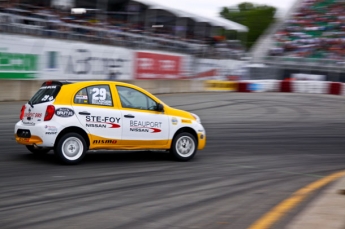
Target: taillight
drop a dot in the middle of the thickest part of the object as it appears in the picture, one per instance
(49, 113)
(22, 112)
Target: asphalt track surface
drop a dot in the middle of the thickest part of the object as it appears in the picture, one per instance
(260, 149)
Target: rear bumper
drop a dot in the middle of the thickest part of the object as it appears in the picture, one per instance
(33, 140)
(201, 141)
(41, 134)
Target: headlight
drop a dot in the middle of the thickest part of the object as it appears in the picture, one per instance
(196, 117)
--
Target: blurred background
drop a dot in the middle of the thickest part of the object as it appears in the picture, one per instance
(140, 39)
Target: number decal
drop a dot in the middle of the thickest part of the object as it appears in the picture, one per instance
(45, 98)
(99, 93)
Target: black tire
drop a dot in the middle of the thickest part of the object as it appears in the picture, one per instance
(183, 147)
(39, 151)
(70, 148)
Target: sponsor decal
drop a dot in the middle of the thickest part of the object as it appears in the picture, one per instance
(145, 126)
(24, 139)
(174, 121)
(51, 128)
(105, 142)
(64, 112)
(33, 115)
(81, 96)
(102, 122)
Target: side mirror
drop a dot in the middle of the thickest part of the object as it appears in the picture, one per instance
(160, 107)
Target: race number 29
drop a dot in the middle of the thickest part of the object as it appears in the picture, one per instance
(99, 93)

_Your assignment_
When a line of the records holds the word "number", copy that line.

_Written reply_
Target: number decal
Target: race number 29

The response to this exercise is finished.